### SOURCE MATERIAL ###
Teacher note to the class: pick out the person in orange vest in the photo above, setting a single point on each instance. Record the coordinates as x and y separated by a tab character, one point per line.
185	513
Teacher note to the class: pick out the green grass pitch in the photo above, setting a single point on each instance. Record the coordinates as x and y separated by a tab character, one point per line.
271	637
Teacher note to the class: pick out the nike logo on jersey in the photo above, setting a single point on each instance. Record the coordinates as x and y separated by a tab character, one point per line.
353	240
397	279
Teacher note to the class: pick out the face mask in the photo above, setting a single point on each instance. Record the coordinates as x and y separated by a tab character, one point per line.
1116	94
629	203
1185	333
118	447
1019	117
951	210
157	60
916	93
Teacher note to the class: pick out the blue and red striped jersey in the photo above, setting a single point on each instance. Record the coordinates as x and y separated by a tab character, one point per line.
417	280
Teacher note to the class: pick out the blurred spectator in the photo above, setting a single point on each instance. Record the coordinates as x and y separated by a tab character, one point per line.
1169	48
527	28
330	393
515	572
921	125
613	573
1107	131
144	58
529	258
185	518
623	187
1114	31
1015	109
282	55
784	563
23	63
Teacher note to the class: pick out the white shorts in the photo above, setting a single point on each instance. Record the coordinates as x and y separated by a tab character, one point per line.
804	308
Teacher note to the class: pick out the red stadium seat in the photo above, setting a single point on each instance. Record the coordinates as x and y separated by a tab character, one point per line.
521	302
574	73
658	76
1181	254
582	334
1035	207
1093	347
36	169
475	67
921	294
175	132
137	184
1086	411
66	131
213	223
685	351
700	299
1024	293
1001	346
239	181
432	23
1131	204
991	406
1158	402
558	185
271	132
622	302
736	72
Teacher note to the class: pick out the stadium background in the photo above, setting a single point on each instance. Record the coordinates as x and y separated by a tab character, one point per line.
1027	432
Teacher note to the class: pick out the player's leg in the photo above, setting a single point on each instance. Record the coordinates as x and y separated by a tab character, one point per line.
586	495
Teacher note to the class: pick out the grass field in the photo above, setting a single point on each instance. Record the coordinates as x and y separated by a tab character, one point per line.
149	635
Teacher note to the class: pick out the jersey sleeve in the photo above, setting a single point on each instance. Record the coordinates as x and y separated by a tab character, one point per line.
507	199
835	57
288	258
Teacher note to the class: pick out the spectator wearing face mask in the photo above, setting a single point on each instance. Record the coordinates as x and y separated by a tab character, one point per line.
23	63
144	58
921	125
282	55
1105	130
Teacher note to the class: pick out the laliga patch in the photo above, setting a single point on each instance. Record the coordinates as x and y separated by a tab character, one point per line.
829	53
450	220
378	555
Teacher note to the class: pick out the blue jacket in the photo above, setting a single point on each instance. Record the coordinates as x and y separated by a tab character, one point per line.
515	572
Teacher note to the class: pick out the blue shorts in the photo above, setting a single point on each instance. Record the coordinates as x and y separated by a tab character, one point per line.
###
REQUIREMENT: Copy out all of the data above line for line, without changing a single character.

FINAL ANSWER:
Teacher note to the class: pick out the person in orange vest in the photo above, setting a single point on each instance. Record the coordinates as x and y separated by a tab character, one point per line.
185	513
Teacher note to the class: pick out the green grass pitch in the photo above, setting a single point on each instance. Record the coordinates as x and y separated by a tab character, one point per line.
271	637
Teacher note to the class: pick out the nike logo on jersey in the photo above, setting a single point on each instance. Record the coordinates as x and y separated by a tab character, one point per line.
353	240
397	279
Teacher note to the class: pick out the face mask in the photo above, setting a single point on each instance. Record the coordinates as x and y separated by a tab character, one point per line.
1116	94
629	203
1185	333
118	447
1019	117
951	210
157	60
916	93
Teacher note to the class: pick out the blue and red striped jersey in the photo above, setting a single point on each instance. Record the coordinates as x and y separated by a tab character, one point per line.
417	280
Teacher note to the class: pick out the blurred spectator in the photo above, setting a single point on each instance. Record the coordinates as x and y separated by a tab character, one point per line.
1169	48
527	28
330	393
515	572
921	125
613	573
1107	131
144	58
529	258
185	518
623	187
1114	31
1015	109
282	55
784	563
23	63
Teacher note to the class: pick out the white shorts in the photo above, setting a single point on each instance. Record the coordinates as x and y separated by a tab character, one point per line.
804	308
Teacher note to the class: pick out the red stadium seat in the photo above, setting a single point on each instance. Record the coordinates as x and y separated by a tab character, one point per line.
521	302
574	73
658	76
1181	254
582	334
1035	207
1093	347
36	169
475	67
921	294
175	132
137	184
1086	411
66	131
213	223
685	351
700	299
1024	293
1001	346
239	181
432	23
1131	204
991	406
1158	402
558	185
271	132
622	302
736	72
Teacher note to the class: pick out the stadium background in the photo above, setting a single point on each instance. Record the coordinates as x and y separated by a tab character, one point per line.
1027	432
Teacher note to the class: pick out the player's leg in the photo above, setting a single point on each instance. Record the coordinates as x and y separated by a tab character, one point per line.
586	495
Teacher note to the class: pick out the grass field in the photo above, setting a single point on each instance. Record the coordinates as x and y separated by a tab character, one point per line.
149	635
Teacher note to the class: pick out the jersey sleeve in the photo above, setting a single point on each instance. Record the coordinates as x and y separated by a tab character, one point per line.
507	199
835	57
288	258
Teacher note to the class: pick out the spectator wearing face mask in the photo above, setting a single point on each instance. Record the coordinates as x and y separated by a tab character, one point per line.
23	63
144	58
921	125
282	55
1105	130
Teacher note to the class: pick out the laliga patch in the photo above, setting a single point on each instance. Record the coordinates as x and y separated by a tab character, one point per line.
829	53
450	220
378	555
Teacher note to the class: pick out the blue jacket in the photo above, setting a single point on each instance. Record the coordinates as x and y separated by a tab character, one point per line.
515	572
Teacher note to the class: pick out the blue shorts in the photo above, setting a single point on each instance. Record the coordinates as x and y separated by a tab character, one point per line.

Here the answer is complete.